[Stored data]
:::

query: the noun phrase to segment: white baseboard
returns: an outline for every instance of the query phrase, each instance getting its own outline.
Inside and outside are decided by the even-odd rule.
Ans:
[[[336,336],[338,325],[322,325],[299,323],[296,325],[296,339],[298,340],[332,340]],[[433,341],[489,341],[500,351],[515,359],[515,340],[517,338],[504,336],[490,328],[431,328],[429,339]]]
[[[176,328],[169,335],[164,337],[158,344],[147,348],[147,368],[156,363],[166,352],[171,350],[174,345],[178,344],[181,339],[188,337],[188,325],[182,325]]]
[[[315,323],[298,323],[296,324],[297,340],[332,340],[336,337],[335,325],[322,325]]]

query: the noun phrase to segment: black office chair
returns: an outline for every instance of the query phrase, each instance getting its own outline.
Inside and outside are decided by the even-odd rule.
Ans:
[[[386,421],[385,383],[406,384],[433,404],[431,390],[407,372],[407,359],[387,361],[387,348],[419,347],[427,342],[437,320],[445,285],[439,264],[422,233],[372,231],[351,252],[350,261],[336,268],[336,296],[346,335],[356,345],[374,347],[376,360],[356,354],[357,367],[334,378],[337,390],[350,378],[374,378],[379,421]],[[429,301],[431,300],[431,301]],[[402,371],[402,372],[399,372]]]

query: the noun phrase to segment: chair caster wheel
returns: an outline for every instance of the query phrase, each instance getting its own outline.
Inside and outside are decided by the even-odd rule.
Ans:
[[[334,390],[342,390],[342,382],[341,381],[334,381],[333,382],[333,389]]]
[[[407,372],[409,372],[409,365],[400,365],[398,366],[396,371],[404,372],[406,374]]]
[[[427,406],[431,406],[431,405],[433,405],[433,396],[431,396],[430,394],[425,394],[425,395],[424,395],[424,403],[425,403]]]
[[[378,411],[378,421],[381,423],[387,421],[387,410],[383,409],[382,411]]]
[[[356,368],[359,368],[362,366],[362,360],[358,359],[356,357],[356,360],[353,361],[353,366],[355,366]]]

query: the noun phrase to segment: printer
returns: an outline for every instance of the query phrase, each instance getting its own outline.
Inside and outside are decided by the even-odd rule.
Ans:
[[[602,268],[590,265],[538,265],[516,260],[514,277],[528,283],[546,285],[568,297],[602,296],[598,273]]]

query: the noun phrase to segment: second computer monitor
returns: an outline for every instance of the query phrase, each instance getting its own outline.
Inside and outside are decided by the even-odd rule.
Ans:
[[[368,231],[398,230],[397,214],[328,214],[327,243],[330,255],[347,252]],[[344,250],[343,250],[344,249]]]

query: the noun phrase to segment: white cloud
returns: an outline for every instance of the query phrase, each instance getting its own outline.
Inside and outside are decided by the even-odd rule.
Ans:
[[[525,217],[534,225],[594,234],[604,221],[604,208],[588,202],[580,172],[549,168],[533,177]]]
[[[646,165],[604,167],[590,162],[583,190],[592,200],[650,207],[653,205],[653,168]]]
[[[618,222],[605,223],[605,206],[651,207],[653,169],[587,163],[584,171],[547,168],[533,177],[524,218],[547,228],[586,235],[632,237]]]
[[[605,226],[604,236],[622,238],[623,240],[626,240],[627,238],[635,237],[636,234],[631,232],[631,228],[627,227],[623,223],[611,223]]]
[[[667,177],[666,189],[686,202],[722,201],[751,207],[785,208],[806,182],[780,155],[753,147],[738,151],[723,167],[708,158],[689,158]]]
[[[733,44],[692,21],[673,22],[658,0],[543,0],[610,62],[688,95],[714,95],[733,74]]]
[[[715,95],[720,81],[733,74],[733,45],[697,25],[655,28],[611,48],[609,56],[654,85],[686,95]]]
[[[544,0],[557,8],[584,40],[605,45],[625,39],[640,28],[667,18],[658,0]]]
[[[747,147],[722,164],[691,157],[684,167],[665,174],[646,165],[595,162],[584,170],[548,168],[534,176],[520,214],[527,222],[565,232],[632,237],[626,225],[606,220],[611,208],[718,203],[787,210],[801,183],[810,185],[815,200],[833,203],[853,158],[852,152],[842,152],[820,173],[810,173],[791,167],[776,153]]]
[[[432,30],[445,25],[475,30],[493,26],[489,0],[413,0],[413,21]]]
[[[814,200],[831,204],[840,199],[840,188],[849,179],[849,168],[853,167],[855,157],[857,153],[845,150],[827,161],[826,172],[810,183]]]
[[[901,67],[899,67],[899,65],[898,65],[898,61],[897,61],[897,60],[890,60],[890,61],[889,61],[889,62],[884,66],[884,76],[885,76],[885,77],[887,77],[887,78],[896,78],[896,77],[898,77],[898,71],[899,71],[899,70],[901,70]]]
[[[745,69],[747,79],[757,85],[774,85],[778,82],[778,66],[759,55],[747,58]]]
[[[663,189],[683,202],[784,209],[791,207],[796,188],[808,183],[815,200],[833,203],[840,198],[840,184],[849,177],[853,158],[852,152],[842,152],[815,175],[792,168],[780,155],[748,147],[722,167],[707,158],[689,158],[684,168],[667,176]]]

:::

Go through the records and report each line that contains "segment".

=== ANSWER SECTION ===
query: the noun phrase to segment: white baseboard
query: the noun phrase to segment: black office chair
query: the noun phrase to segment: chair caster wheel
query: the noun phrase to segment: printer
query: the noun phrase to segment: second computer monitor
query: the noun phrase to segment: white cloud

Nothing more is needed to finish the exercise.